Transcribe exactly the lines that begin the material and continue through the line containing "positive clicks: (261, 37)". Leave out whatever follows.

-.-.-

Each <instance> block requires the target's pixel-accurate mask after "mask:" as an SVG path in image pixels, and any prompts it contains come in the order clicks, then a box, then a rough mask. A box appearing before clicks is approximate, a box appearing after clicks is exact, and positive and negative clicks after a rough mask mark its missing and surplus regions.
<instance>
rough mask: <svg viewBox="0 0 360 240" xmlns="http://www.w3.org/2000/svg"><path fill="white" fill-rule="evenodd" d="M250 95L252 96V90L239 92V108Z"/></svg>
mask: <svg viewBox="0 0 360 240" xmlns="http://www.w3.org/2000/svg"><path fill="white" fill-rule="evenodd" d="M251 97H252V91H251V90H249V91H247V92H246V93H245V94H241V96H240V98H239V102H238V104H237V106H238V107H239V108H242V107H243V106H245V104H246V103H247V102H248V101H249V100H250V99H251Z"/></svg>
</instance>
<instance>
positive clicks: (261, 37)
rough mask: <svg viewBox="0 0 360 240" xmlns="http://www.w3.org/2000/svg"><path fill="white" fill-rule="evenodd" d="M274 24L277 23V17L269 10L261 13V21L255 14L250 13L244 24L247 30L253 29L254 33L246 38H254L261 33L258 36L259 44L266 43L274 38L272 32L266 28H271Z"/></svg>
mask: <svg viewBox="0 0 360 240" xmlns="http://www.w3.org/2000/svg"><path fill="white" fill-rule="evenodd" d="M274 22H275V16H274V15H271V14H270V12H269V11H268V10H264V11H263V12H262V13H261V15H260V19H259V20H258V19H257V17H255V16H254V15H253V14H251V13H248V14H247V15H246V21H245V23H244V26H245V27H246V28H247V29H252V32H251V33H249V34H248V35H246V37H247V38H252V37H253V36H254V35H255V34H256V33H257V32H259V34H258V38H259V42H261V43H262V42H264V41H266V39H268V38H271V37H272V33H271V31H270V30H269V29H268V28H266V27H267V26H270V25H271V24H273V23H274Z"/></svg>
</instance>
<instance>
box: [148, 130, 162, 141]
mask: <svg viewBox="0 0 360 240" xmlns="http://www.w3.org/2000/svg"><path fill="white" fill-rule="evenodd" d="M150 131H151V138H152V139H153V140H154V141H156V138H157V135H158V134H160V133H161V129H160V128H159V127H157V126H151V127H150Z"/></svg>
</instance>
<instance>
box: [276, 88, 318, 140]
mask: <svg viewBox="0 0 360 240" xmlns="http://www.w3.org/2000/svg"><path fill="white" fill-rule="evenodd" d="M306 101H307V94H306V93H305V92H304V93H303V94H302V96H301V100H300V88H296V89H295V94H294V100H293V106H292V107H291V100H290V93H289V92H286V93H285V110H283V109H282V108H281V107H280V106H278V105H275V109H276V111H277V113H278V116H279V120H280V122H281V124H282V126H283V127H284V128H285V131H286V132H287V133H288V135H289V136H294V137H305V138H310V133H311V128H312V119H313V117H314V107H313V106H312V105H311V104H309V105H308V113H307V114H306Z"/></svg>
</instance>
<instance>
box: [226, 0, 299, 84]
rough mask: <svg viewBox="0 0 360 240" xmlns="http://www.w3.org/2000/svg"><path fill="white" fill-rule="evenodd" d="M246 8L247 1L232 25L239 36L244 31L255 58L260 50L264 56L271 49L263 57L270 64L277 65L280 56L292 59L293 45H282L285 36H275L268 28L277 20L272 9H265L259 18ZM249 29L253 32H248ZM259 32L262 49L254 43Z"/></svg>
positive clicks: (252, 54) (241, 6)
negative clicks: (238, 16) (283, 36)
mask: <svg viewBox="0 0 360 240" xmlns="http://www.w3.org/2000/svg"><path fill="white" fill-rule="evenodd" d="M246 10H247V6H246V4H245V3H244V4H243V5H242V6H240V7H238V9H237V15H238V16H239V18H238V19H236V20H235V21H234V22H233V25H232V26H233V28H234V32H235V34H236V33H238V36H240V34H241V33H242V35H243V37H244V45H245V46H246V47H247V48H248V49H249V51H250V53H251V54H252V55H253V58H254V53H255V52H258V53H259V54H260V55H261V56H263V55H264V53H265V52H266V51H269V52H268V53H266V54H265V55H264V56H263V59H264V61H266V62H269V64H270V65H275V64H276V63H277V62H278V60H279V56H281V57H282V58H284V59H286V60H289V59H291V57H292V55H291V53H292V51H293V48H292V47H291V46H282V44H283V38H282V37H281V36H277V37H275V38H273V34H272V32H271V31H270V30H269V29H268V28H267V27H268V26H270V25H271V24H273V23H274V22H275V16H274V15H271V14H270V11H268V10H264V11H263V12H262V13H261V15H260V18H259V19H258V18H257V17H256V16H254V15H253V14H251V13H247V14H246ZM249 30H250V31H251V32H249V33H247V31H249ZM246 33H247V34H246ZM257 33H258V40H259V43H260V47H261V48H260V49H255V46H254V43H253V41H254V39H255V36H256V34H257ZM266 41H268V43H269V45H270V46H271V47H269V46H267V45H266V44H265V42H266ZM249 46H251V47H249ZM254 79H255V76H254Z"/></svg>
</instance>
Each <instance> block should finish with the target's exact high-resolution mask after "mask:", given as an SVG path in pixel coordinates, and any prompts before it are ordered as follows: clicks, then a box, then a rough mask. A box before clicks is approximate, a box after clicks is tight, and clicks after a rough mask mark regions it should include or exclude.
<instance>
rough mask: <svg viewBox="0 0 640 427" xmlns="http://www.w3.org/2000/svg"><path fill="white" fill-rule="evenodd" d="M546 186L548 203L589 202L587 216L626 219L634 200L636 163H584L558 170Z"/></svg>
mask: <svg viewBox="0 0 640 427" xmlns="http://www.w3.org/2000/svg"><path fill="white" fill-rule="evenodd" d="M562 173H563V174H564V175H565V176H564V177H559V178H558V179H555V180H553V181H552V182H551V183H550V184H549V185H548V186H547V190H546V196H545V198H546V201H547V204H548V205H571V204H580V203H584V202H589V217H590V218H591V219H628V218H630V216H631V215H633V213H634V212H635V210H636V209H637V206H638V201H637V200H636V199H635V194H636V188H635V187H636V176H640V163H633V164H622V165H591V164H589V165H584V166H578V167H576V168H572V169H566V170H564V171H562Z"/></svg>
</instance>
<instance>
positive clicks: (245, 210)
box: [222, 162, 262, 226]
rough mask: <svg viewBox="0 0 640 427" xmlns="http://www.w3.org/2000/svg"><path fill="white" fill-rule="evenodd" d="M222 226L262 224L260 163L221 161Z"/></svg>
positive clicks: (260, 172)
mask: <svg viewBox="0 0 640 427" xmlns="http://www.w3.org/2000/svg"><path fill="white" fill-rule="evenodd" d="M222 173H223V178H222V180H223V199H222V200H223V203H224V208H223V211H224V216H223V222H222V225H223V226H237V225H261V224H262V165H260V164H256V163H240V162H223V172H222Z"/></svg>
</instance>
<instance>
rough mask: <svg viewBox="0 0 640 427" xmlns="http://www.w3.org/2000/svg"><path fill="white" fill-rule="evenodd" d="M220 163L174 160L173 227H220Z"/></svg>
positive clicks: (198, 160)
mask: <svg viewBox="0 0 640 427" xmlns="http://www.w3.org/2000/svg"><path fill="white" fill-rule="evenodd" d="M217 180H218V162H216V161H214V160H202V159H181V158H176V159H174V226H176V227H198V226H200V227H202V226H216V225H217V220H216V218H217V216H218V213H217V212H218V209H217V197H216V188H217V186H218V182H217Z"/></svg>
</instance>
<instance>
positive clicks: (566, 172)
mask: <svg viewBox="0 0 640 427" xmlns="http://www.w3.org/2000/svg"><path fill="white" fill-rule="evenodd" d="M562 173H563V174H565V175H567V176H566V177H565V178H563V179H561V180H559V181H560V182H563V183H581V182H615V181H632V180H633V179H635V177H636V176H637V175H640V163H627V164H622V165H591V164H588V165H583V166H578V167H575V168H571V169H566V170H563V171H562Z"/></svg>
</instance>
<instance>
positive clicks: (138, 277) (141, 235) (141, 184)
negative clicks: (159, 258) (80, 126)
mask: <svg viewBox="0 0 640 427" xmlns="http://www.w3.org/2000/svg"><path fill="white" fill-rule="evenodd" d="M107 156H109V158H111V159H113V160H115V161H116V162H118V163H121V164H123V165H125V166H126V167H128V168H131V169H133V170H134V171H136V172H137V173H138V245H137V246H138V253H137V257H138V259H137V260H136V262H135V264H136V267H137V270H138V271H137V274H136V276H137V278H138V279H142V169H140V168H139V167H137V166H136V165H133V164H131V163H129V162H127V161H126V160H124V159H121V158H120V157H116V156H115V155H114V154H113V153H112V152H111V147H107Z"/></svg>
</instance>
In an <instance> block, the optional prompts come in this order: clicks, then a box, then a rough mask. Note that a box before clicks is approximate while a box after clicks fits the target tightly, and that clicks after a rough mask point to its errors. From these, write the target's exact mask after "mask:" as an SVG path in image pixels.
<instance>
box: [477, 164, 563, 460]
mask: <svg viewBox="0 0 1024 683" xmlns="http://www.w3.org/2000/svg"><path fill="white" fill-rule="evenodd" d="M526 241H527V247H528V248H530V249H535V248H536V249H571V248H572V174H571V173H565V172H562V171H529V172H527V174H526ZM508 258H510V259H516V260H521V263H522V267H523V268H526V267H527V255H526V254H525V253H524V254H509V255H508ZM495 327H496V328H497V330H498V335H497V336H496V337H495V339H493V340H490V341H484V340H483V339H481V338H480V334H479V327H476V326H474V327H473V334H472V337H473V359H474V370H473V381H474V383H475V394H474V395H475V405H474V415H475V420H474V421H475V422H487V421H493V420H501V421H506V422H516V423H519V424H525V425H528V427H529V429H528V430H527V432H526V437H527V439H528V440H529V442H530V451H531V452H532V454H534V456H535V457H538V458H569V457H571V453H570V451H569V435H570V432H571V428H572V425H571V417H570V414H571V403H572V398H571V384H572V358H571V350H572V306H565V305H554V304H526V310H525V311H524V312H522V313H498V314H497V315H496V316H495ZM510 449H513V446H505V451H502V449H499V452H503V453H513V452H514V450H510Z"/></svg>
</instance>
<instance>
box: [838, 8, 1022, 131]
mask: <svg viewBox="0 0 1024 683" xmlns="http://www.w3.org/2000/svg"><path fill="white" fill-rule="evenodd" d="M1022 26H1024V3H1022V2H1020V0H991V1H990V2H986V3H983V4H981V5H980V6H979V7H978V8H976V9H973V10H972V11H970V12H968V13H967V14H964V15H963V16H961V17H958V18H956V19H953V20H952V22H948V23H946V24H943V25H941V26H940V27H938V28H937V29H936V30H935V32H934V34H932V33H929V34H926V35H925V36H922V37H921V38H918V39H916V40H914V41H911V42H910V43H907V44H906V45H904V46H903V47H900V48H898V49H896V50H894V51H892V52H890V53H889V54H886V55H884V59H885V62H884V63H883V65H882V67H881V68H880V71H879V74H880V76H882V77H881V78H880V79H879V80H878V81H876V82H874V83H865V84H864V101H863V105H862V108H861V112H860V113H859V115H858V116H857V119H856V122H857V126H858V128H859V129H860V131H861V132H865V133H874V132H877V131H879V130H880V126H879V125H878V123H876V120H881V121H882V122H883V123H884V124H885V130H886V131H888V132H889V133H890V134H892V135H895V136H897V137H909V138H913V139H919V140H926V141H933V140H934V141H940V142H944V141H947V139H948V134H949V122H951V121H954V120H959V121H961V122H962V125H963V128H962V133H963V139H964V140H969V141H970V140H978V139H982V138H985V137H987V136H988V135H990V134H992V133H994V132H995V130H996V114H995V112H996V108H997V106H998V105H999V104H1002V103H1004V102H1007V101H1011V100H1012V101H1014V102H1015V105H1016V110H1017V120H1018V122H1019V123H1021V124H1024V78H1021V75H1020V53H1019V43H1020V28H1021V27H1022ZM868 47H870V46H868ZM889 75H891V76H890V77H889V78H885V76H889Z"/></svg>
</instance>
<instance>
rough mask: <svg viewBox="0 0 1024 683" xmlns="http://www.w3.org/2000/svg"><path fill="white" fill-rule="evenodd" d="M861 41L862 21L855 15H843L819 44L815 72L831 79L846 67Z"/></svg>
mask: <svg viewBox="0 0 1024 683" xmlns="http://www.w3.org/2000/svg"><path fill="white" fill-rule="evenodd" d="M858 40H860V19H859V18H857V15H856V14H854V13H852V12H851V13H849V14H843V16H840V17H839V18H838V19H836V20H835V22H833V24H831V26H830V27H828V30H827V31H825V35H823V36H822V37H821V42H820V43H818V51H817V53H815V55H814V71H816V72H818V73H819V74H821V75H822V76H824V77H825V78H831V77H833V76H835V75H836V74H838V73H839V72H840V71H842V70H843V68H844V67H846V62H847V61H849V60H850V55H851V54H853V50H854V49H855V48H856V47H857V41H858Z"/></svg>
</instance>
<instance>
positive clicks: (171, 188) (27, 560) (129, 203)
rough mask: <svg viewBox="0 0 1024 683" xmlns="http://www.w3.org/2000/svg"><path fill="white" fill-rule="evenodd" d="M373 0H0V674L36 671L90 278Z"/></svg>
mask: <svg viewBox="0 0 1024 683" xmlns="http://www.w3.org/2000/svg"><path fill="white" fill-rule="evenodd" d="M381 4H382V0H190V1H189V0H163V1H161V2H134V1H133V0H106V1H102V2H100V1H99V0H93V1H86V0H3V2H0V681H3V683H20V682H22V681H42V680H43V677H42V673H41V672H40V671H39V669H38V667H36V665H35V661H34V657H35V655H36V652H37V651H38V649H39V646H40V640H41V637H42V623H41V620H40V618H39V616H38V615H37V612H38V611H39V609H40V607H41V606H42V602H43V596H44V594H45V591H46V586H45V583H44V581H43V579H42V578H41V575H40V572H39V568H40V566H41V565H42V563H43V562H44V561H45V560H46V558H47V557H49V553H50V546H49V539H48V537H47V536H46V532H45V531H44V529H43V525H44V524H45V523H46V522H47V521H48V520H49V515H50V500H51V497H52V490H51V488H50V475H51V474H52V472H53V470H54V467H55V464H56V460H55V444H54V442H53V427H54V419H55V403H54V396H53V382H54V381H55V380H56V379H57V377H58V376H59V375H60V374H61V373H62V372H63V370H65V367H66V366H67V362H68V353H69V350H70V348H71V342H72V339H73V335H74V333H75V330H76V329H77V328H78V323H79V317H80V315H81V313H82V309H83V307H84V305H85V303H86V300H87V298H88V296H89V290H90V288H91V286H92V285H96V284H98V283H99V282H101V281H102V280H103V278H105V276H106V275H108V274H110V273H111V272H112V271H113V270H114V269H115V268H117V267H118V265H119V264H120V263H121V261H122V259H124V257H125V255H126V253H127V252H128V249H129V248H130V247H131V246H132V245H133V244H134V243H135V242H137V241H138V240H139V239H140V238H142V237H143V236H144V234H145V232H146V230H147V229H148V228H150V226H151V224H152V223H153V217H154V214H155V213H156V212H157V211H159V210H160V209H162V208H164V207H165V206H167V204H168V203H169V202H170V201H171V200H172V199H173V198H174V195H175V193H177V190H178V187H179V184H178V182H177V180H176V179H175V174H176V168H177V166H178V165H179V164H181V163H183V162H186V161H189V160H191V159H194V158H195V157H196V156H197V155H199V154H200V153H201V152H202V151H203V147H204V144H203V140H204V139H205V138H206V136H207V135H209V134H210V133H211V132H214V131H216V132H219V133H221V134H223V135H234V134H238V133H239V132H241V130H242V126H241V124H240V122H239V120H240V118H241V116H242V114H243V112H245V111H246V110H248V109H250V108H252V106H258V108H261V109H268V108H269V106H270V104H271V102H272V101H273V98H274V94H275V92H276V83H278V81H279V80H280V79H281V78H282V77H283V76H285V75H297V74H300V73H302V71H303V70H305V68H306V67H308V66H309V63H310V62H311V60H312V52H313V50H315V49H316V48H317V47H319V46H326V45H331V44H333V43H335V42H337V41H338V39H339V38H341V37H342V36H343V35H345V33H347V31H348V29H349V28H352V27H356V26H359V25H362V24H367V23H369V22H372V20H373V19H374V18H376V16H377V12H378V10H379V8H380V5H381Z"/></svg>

-.-.-

Exercise answer >>
Each <instance> block requires the target's pixel-accurate mask after "mask:" as an SVG path in image pixels, and any prompts it contains come in the order clicks, then a box, then a rough mask. A box appearing before clicks is approximate, a box appearing after clicks is exact, and positive and negative clicks after a rough mask mark its missing and surplus regions.
<instance>
rough mask: <svg viewBox="0 0 360 240" xmlns="http://www.w3.org/2000/svg"><path fill="white" fill-rule="evenodd" d="M250 95L252 96V90L239 92V108Z"/></svg>
mask: <svg viewBox="0 0 360 240" xmlns="http://www.w3.org/2000/svg"><path fill="white" fill-rule="evenodd" d="M251 97H252V91H251V90H249V91H247V92H246V93H245V94H241V96H240V98H239V102H238V104H237V106H238V107H239V108H242V107H243V106H245V104H246V103H247V102H248V101H249V100H250V99H251Z"/></svg>
</instance>
<instance>
positive clicks: (261, 37)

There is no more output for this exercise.